--- Work to be completed ---
Please convert the entries below into a two-column CSV with the header input,output, starting at the line that has "For every instance of the ground" and going through the last entry. Give one row per entry, with its text in input and its answer in output, each in one quoted field, and line breaks replaced by spaces.

--- Materials provided ---
━━━━

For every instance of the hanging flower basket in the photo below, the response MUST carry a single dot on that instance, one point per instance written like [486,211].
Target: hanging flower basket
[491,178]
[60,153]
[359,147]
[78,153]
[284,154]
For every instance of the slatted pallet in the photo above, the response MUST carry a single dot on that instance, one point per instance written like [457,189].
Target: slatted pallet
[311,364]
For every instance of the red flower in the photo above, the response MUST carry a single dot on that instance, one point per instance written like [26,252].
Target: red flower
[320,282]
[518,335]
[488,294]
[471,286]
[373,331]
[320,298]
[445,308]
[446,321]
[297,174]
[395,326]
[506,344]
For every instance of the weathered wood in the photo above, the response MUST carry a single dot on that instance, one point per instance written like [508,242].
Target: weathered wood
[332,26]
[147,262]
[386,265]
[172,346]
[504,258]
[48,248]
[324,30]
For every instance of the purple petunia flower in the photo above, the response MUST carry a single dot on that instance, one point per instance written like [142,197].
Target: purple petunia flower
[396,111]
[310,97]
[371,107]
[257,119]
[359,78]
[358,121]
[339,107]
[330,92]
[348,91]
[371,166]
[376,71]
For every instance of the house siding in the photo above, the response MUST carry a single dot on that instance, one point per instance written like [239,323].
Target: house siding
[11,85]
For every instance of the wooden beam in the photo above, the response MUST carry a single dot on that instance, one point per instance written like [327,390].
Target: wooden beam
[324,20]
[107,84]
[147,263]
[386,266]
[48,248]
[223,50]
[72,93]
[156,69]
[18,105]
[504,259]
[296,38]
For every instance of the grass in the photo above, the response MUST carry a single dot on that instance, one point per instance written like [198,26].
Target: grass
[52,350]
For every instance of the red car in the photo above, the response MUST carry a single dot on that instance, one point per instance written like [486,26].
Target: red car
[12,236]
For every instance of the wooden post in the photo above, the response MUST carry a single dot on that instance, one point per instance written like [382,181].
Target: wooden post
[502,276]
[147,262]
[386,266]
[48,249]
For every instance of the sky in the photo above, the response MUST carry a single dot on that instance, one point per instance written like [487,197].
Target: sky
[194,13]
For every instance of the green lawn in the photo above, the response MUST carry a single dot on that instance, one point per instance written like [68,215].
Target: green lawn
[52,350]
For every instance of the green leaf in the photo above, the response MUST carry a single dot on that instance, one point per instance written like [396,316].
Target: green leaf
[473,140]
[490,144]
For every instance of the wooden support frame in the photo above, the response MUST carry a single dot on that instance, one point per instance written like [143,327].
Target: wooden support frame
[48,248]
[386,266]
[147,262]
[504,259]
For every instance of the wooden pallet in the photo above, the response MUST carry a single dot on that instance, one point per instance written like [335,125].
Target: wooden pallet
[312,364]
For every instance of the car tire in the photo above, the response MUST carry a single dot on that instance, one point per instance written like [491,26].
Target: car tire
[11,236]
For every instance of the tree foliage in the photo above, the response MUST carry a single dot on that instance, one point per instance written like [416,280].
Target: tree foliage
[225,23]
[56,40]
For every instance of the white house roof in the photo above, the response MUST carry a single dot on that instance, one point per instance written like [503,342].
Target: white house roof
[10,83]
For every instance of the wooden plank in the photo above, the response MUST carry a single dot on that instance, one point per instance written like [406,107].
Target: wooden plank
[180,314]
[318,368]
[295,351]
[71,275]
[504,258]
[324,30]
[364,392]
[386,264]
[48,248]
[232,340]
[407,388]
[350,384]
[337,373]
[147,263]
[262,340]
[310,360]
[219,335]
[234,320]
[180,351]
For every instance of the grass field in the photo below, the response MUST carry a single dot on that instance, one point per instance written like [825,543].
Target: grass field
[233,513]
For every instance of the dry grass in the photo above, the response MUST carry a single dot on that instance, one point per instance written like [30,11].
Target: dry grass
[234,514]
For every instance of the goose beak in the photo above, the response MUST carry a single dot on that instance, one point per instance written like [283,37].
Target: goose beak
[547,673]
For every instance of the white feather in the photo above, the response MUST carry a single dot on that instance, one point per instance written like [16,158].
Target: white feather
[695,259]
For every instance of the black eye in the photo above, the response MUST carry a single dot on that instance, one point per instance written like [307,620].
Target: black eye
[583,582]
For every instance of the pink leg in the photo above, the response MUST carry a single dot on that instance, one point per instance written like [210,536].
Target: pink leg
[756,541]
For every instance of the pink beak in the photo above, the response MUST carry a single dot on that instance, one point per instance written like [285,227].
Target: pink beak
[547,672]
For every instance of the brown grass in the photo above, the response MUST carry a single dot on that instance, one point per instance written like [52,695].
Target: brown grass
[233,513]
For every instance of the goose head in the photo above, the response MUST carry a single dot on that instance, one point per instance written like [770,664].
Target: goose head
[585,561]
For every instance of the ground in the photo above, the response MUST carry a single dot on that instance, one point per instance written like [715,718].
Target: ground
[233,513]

━━━━

--- Reply to the task ---
input,output
"For every instance of the ground in the photo above, the response MUST carry a single dot on that instance, one point per instance written like [715,718]. Target: ground","[233,513]"